(Collected data entries)
____

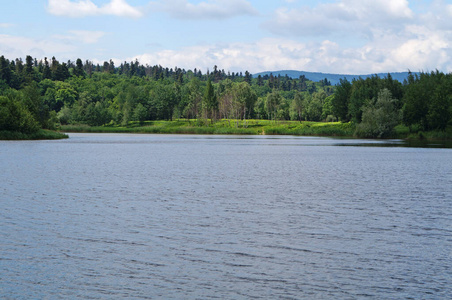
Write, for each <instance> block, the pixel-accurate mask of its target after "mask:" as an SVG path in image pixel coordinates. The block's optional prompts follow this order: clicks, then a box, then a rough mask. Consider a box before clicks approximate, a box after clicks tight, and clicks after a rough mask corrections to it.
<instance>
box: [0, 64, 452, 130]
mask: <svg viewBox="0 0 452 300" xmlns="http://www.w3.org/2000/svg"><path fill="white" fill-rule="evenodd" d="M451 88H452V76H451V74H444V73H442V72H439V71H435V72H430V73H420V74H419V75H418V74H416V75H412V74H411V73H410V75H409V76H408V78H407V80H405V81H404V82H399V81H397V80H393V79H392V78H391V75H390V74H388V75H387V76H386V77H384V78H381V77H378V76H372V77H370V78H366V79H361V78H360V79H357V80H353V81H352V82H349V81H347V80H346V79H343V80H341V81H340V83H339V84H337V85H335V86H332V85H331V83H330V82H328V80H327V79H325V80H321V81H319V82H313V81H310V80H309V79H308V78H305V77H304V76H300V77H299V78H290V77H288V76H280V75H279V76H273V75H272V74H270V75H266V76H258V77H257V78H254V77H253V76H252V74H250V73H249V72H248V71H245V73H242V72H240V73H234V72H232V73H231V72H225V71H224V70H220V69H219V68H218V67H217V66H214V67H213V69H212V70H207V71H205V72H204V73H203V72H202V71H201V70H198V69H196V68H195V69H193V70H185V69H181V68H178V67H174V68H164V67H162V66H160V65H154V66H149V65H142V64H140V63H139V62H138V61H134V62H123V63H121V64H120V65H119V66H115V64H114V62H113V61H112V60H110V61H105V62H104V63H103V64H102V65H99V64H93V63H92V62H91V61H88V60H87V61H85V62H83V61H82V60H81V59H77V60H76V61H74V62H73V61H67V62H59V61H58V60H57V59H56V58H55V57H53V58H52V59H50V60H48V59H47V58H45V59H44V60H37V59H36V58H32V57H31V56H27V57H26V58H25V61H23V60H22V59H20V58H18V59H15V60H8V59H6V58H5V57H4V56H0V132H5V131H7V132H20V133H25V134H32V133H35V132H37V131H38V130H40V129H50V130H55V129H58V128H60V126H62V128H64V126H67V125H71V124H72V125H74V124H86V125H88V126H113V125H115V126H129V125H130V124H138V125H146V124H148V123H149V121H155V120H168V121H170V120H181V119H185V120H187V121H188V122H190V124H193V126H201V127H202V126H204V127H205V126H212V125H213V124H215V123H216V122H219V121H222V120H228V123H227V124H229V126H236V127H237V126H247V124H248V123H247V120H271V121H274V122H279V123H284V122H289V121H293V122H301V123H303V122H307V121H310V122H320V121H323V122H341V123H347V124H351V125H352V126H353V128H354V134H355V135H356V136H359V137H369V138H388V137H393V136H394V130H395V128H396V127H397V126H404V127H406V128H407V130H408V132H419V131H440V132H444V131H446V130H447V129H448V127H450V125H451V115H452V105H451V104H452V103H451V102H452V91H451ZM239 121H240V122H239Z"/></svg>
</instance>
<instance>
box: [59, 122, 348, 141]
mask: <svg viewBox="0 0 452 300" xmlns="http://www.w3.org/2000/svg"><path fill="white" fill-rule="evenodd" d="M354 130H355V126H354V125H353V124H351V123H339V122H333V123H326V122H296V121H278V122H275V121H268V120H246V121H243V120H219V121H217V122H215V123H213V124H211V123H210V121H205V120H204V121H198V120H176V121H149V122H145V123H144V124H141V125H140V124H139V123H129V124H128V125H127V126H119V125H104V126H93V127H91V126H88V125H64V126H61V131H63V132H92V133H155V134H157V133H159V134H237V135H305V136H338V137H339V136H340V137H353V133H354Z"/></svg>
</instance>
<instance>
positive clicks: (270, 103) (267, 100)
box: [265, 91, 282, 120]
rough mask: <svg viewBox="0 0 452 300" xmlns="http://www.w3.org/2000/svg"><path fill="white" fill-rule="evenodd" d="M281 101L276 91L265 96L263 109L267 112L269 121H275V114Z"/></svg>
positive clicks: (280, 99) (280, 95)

____

* [WHAT THIS TASK INVOLVES]:
Whenever a line of the entries contains the string "positive", copy that line.

* [TASK RESULT]:
positive clicks: (270, 103) (267, 100)
positive clicks: (280, 99) (280, 95)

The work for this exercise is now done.